** BEGIN **

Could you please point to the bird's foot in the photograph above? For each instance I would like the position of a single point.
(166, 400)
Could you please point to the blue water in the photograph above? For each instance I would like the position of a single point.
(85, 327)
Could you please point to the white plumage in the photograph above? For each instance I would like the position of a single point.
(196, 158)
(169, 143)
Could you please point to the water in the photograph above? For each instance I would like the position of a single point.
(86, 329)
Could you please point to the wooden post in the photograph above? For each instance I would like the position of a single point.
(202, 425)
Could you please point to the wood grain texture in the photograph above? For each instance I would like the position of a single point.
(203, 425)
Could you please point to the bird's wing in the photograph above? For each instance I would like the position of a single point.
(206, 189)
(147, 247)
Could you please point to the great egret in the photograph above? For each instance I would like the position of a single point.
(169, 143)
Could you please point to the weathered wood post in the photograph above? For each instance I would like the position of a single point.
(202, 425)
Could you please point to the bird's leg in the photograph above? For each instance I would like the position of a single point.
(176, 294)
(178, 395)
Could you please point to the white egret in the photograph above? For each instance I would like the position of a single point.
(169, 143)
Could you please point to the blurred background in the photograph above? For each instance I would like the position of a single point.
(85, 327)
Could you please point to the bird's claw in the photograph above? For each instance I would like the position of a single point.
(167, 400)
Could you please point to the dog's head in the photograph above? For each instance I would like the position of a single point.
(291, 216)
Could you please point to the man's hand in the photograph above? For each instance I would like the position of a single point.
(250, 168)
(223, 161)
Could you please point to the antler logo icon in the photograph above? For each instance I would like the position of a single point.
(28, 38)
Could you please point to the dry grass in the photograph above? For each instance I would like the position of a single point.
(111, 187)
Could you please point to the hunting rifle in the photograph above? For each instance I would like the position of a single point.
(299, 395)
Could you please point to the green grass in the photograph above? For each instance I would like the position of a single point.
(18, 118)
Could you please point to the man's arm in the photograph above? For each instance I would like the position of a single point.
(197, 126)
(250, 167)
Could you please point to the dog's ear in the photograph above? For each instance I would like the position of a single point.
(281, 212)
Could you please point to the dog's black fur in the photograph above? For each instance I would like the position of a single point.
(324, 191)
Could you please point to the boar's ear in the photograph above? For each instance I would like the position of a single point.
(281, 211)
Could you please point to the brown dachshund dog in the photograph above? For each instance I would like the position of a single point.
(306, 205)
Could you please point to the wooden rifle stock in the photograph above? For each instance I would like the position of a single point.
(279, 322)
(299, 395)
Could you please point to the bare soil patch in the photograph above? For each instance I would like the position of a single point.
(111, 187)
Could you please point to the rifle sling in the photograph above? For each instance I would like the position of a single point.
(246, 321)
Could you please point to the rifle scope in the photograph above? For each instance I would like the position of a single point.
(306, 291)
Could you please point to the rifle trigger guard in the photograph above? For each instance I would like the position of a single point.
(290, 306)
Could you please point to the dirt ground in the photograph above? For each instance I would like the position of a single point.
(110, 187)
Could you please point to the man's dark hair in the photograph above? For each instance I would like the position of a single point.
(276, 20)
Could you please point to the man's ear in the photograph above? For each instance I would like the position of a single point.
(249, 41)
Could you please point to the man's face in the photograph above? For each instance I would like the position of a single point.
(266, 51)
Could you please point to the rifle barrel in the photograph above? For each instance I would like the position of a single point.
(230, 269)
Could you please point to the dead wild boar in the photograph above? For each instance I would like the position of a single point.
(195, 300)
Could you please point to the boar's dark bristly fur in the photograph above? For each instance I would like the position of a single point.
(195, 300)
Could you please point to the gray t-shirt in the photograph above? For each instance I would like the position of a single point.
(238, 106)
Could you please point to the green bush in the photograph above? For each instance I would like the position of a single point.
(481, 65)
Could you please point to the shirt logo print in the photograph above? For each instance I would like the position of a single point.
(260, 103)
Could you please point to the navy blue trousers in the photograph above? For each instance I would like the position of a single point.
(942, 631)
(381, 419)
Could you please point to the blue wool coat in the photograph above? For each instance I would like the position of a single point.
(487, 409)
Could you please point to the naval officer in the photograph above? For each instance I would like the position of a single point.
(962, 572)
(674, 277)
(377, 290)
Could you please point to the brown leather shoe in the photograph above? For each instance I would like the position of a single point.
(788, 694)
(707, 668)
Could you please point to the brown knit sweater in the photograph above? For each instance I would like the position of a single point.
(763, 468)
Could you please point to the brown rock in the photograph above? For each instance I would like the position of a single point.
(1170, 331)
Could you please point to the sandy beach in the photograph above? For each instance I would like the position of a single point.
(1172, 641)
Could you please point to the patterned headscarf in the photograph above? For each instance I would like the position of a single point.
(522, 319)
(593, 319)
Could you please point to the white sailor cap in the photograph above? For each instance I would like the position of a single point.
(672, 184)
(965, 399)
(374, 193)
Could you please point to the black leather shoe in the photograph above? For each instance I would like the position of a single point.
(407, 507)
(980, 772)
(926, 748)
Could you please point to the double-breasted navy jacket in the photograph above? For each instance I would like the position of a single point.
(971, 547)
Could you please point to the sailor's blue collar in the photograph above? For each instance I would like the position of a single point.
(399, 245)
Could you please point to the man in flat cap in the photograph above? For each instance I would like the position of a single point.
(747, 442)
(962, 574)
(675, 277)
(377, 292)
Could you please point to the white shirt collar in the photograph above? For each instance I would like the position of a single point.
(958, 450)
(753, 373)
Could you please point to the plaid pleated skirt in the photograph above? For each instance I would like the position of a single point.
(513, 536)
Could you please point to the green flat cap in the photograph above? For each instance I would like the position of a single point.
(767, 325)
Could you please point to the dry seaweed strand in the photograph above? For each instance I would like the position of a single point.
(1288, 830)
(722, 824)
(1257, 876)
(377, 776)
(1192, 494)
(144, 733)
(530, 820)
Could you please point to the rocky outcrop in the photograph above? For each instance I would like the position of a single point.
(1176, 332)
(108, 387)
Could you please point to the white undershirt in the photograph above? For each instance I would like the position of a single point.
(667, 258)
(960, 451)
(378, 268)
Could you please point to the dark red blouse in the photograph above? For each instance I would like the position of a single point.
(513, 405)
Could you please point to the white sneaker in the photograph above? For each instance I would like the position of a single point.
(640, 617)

** END **

## [WHAT YOU ARE ASKED TO DO]
Swap "instance" for "occurrence" in every one of the records and write them all out again, changing nothing else.

## [FULL ANSWER]
Could you please point to the bird's foot in the photograph above? For each occurrence I would like the position of a single point.
(166, 400)
Could you please point to the blue water in the photograph above? For each occurrence I would like the position of a single point.
(85, 327)
Could you please point to the white plumage in the photograph above? For each occurrence I would like the position of a single point.
(196, 158)
(169, 143)
Could you please point to the water in the photograph above? For each occurrence I would like the position of a single point.
(86, 329)
Could you please point to the wooden post in the photograph above? For each occurrence I would like the position of a single point.
(202, 425)
Could you please point to the wood grain texture in the photograph above? For each occurrence I would like the position of a single point.
(203, 425)
Could you please point to the bird's wing in the photograph above? For each occurrence I would like the position of a single point.
(206, 189)
(147, 247)
Could you please point to the great egret in the photograph above? For each occurrence I would like the position of a single point.
(169, 143)
Could you please point to the weathered wood post in the photograph above? For each occurrence I would like the position of a single point.
(202, 425)
Could you please point to the bird's leg in the photograph above? For each occurrence I would like the position of a single point.
(176, 294)
(178, 395)
Could you please point to the white egret in the photograph above? For each occurrence I would like the position of a single point.
(169, 143)
Could you please point to the blurred background in the photograph above? For each occurrence I would like the position of a single point.
(85, 327)
Could you please point to the bird's claw in the photograph above? For each occurrence I would like the position of a single point.
(167, 400)
Could you please point to the dog's head in the photograph above? For each occurrence I would like the position of a single point.
(291, 216)
Could you please point to the man's hand in the photograph above? For each occurrence I would like the position of a single point.
(250, 168)
(223, 161)
Could you please point to the antler logo icon in the photograph above? For each occurrence I would like the position of a single point.
(28, 38)
Could you please point to the dry grass in the photograph above? For each occurrence I would like the position of a single point.
(111, 187)
Could you please point to the hunting rifle in the photograph above? For each occurrence I would like the position of a single point.
(299, 395)
Could you please point to the green grass in the photograph above? For each occurrence I would like the position of a single point.
(18, 118)
Could you please point to the man's arm in the photograph above? For each occurrence I would like the position of a single point.
(197, 126)
(250, 167)
Could you please point to the dog's ear in the photograph above? For each occurrence I would like the position of a single point.
(281, 212)
Could you please point to the dog's black fur in the photograph above? For each occurrence I would like the position of a single point.
(324, 191)
Could you please point to the boar's ear in the photograph above? For each occurrence I would like the position of a single point.
(281, 211)
Could you please point to the brown dachshund dog in the photograph above? For each occurrence I would like the position of a single point.
(306, 205)
Could you please point to the wooden rifle stock in the photograph above? For each occurrence I would like the position of a single point.
(279, 322)
(299, 395)
Could you please point to the bare soil patch in the photograph above? For each occurrence I would like the position of a single point.
(111, 187)
Could you please point to the rifle sling in the photograph above? For each occurrence I would like the position of a single point.
(246, 321)
Could you please point to the rifle scope in the photograph above? For each occurrence I would like the position of a single point.
(306, 291)
Could you please point to the rifle trigger guard in the photograph above? For each occurrence I would like the position of a single point.
(290, 306)
Could you please point to the dirt ground in the photograph above? For each occurrence I would like the position of a single point.
(110, 187)
Could you please point to the man's dark hair in the photograph above? For each occurrence I would like the position of a single point.
(276, 20)
Could you please point to the man's ear in the photograph above? For each occurrence I would like the position of a single point.
(249, 41)
Could you please point to the man's face in the photograph above? For each occurrence I would like the position of a single point.
(266, 51)
Could you please point to the rifle barrel in the photograph above? For each occurrence I would like the position of a single point.
(230, 269)
Could you please point to the dead wild boar in the photograph above? For each occurrence I would like the position of a single point.
(195, 300)
Could you please point to the boar's dark bristly fur in the photograph above? For each occurrence I would like the position of a single point.
(195, 300)
Could you please point to the gray t-shirt in the photograph above? For each occurrence I would like the position of a single point.
(238, 106)
Could you please point to the green bush in the photograph above? For each occurrence I would like the position of a single point.
(481, 65)
Could you please point to the shirt logo print in the photograph above? For each occurrence I would like the position of a single point.
(260, 103)
Could you please point to the navy blue trousers in the photograph above? For each occurrence I would like the position of a single point.
(942, 631)
(381, 419)
Could you please point to the blue wool coat in the photograph above? For each occurrence I would like the position of a single point.
(487, 409)
Could you please point to the naval officer in the photograph above? For each occurrence I would like the position of a single point.
(962, 572)
(674, 277)
(377, 290)
Could you please point to the brown leather shoe in the photograph above? For each occurrence I would like the position of a single point.
(788, 694)
(707, 668)
Could you please point to the brown knit sweater in the photograph above? For each occurrence I would like the position of a single point.
(763, 468)
Could you please point to the brown rock in the photograph above? For each occurrence I would like the position of a single point.
(1170, 331)
Could you please point to the sandy beach in the photograph above? For each occurrence I would like the position of a single point.
(1172, 641)
Could you please point to the patterned headscarf in the photograph above? For each occurrence I would like the position of a single point.
(522, 319)
(593, 319)
Could you please point to the white sailor cap in the photograph above? For each occurrence I would like the position of a single point.
(672, 184)
(965, 399)
(374, 193)
Could you please point to the black leather shoe in the photograph above? For each occurrence I would like the position of a single point.
(407, 507)
(980, 772)
(926, 748)
Could you please point to the double-breasted navy jacket in the photograph above? For each occurrence I would like the position of a single point.
(971, 547)
Could you please point to the sailor's blue collar in the photograph above? For each occurrence I would like the position of a single point.
(399, 245)
Could you please point to the man in flat cap in the photograph above? For each occurrence I would like the position of a single point.
(747, 442)
(962, 574)
(675, 277)
(377, 292)
Could you please point to the white shirt collar in the photograph above? For each occurrence I would like the position of a single point.
(958, 450)
(753, 373)
Could you please point to the plaid pleated skirt in the photograph above? For each occurrence I would like the position of a single point.
(513, 536)
Could you please point to the green flat cap in the photograph above? For each occurrence I would like the position of a single point.
(767, 325)
Could you please point to the dry seaweed strand in the photograph above? For each occurrence I would like the position of a single point.
(1288, 830)
(722, 824)
(1257, 876)
(377, 776)
(1192, 494)
(144, 733)
(530, 820)
Could you please point to the rocky outcrop in the photograph above? For each occurrence I would like the position of a single point.
(1176, 332)
(108, 387)
Could you please point to the white undershirt in the photograph above? For each occurrence I would like the position of a single point.
(667, 258)
(960, 451)
(378, 268)
Could you please point to the dark red blouse in the photograph above? For each occurrence I would like the position of a single point.
(513, 405)
Could you please point to the white sneaker in the photograph above? For each occurrence I would like the position of a single point.
(640, 617)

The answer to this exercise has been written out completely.